INPUT RECORDS:
□ □ □ □

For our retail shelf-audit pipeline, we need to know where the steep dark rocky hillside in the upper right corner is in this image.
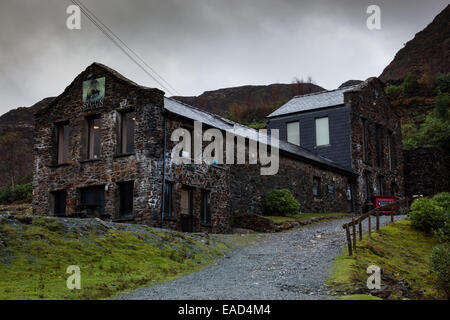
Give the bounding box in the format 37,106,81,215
380,5,450,84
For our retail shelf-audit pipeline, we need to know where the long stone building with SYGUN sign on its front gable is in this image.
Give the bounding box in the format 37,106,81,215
33,63,400,232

□ □ □ □

WHAT YOU NEED TO DO:
The expected answer is the full listing above, transcribed exactly and without pictures.

ANSWER TO THIS PROBLEM:
For our retail shelf-audit pipeline, we need to know where the steep dark rocky hillside in the upper right corner is in this image.
Give the bounding box in the format 37,106,81,215
380,5,450,84
For our retail shelf-audit pipeline, we need to know where the long stone building with SYGUN sign on its front gable is in this image.
Give the bounding box in the format 37,106,81,215
33,63,400,232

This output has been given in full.